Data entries
···
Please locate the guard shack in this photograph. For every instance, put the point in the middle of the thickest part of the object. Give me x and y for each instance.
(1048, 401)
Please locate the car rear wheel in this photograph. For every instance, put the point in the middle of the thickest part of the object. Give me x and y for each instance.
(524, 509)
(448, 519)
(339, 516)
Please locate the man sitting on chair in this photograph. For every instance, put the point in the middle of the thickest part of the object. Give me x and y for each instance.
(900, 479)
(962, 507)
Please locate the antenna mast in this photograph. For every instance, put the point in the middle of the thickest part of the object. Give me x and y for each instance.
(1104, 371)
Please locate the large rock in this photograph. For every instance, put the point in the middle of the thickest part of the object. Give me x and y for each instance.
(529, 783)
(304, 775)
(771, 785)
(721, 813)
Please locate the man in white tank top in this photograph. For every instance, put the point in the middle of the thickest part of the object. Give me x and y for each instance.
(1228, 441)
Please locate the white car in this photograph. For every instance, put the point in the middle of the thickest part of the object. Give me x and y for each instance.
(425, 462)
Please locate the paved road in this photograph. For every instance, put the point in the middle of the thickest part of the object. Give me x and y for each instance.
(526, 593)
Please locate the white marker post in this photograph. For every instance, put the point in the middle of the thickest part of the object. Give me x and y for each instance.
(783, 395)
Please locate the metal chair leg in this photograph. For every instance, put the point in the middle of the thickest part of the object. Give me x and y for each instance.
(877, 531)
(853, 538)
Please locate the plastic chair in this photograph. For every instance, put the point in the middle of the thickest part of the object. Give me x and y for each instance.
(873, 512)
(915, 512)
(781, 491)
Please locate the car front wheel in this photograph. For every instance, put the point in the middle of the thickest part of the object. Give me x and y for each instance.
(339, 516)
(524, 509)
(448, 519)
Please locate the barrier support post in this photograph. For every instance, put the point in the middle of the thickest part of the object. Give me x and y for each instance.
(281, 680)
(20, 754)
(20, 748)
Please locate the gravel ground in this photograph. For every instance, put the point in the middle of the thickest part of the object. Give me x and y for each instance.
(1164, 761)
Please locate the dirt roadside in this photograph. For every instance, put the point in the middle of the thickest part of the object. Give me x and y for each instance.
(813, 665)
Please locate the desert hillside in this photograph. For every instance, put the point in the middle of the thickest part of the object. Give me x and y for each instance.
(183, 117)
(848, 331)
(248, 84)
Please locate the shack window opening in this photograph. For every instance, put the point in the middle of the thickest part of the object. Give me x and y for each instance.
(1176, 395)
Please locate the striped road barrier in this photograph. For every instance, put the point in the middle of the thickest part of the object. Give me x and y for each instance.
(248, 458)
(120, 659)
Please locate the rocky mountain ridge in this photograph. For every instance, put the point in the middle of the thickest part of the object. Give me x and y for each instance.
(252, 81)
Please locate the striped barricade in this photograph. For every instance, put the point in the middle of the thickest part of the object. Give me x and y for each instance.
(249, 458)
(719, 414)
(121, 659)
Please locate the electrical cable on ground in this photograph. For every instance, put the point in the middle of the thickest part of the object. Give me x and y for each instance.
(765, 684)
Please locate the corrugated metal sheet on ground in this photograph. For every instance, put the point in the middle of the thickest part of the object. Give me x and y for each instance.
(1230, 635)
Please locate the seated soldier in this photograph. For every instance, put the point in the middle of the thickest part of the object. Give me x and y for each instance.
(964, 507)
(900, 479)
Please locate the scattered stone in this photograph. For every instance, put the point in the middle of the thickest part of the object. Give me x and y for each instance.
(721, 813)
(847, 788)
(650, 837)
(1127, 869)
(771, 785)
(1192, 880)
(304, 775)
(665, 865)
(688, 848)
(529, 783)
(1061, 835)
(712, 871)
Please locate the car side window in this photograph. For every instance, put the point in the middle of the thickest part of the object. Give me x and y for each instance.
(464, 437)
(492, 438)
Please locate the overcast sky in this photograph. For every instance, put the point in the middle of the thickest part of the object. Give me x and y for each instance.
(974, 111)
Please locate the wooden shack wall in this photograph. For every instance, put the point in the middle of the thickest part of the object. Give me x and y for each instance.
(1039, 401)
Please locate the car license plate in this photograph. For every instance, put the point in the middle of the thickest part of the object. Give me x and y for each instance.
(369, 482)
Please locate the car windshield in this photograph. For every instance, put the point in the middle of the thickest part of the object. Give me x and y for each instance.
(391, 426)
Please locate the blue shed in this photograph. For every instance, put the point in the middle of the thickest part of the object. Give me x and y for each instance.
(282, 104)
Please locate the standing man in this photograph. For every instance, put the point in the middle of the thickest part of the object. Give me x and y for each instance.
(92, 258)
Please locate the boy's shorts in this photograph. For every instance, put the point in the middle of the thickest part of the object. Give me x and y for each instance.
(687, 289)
···
- _Requirements_
Rewrite the data from the line containing "Please locate the boy's" through the end of the data, inclusive. Multiply each x and y coordinate by 0.6 and round to a whole number, with halves rounded up, and leave every other word unchanged.

- _Complete answer_
Please locate the boy's shorts in this photograph. For every instance, put the point in the middle of the thickest part of the object. Give me x and y for each instance.
(412, 173)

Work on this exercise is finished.